REGISTROS APRESENTADOS.
'''
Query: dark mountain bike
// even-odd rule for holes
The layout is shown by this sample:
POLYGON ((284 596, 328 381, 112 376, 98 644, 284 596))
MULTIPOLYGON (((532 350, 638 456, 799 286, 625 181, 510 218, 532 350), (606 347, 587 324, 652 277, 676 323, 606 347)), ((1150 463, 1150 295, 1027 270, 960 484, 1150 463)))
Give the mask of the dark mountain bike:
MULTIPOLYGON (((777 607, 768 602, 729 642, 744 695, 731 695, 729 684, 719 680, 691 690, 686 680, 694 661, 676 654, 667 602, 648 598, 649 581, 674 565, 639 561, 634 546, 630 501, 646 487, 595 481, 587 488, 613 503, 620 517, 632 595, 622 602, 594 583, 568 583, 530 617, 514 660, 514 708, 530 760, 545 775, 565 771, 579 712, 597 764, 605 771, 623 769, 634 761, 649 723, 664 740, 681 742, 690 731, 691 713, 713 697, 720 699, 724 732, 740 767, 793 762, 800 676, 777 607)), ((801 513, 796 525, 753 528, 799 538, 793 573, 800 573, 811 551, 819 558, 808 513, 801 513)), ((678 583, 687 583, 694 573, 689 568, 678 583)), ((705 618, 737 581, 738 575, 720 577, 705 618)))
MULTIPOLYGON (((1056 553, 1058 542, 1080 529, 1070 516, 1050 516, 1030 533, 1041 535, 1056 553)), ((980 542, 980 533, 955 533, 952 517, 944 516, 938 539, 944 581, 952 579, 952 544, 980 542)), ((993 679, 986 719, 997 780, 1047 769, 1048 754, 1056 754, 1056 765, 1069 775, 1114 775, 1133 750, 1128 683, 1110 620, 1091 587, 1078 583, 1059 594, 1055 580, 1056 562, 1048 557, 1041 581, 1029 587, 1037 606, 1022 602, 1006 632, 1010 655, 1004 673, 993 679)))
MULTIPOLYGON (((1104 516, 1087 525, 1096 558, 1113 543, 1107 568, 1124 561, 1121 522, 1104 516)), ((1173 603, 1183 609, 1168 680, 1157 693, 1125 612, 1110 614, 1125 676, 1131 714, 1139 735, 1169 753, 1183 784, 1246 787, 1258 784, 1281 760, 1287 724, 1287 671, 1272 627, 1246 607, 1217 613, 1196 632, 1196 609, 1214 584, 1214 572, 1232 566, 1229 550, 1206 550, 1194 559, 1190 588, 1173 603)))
'''
FAÇA ISTO. Reproduza fielmente todos os registros acima, linha por linha, sem alterar nenhum caractere.

RESPOSTA FINAL.
Query: dark mountain bike
// even-odd rule for holes
The layout is shown by this sample:
POLYGON ((284 596, 328 381, 112 376, 98 644, 284 596))
MULTIPOLYGON (((532 350, 638 456, 799 286, 625 181, 510 218, 532 350), (606 347, 587 324, 652 277, 676 323, 606 347)), ((1150 463, 1150 295, 1027 270, 960 484, 1150 463)))
Give the mask of the dark mountain bike:
MULTIPOLYGON (((777 607, 768 602, 729 642, 744 695, 731 695, 729 684, 719 680, 691 690, 686 680, 694 661, 676 654, 667 602, 648 598, 649 581, 674 565, 639 561, 634 546, 630 501, 646 487, 595 481, 587 488, 613 503, 620 517, 632 595, 622 602, 594 583, 568 583, 530 617, 514 660, 514 708, 530 760, 545 775, 565 771, 579 712, 597 764, 605 771, 623 769, 634 761, 649 723, 664 740, 681 742, 690 731, 691 713, 713 697, 720 699, 724 732, 740 767, 793 762, 800 676, 777 607)), ((801 513, 796 525, 753 528, 799 538, 793 573, 800 573, 811 551, 819 558, 808 513, 801 513)), ((678 583, 687 583, 694 573, 689 568, 678 583)), ((705 618, 737 581, 738 575, 720 577, 705 618)))
MULTIPOLYGON (((1056 553, 1058 542, 1080 529, 1070 516, 1050 516, 1030 533, 1041 535, 1056 553)), ((980 542, 980 533, 955 533, 952 517, 944 516, 938 539, 944 581, 952 579, 952 544, 980 542)), ((993 679, 986 719, 997 780, 1047 769, 1048 754, 1056 754, 1056 765, 1069 775, 1114 775, 1133 750, 1128 683, 1110 620, 1091 587, 1078 583, 1059 594, 1055 580, 1056 562, 1048 557, 1041 581, 1029 587, 1037 606, 1022 602, 1006 632, 1010 655, 1004 673, 993 679)))
MULTIPOLYGON (((1104 516, 1087 525, 1096 558, 1113 543, 1107 568, 1124 561, 1121 522, 1104 516)), ((1173 603, 1183 609, 1168 680, 1157 693, 1125 612, 1110 614, 1125 676, 1131 714, 1139 735, 1169 753, 1183 784, 1246 787, 1258 784, 1281 760, 1287 724, 1287 671, 1272 627, 1246 607, 1217 613, 1196 632, 1196 609, 1214 584, 1214 572, 1232 566, 1229 550, 1206 550, 1194 559, 1190 588, 1173 603)))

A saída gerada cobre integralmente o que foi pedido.